→ EXTRACT TO READ
Russia Is Buying American Microchips for Weapons — Despite Sanctions
An investigation by The Kyiv Independent reveals an unregulated supply chain.
Journalism is too opaque and misunderstood. Chills gives a behind-the-scenes look at how dangerous investigative journalism gets made.

Everything from Russian missiles to drones to howitzers requires microchips to propel them in their attacks on Ukrainian cities. Specifically, American and European microchips.
Leaked emails obtained by The Kyiv Independent sent from a Russian state holding company called Ruselectronics to the Russian defense industry prove as much. And a two-pronged investigation by the newspaper lays out the complex pipeline that is allowing the production of weapons used against Ukraine to continue, despite sanctions put in place on Feb. 24, 2022, the day of the Russian invasion.

→ SUPPLIED MATERIAL
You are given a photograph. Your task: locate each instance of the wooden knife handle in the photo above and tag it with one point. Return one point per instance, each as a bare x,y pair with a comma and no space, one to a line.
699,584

→ EXERCISE DIRECTIONS
Return the article above about Russia buying American microchips for weapons, word for word and in full.

→ RESULT FOR THIS EXERCISE
Russia Is Buying American Microchips for Weapons — Despite Sanctions
An investigation by The Kyiv Independent reveals an unregulated supply chain.
Journalism is too opaque and misunderstood. Chills gives a behind-the-scenes look at how dangerous investigative journalism gets made.

Everything from Russian missiles to drones to howitzers requires microchips to propel them in their attacks on Ukrainian cities. Specifically, American and European microchips.
Leaked emails obtained by The Kyiv Independent sent from a Russian state holding company called Ruselectronics to the Russian defense industry prove as much. And a two-pronged investigation by the newspaper lays out the complex pipeline that is allowing the production of weapons used against Ukraine to continue, despite sanctions put in place on Feb. 24, 2022, the day of the Russian invasion.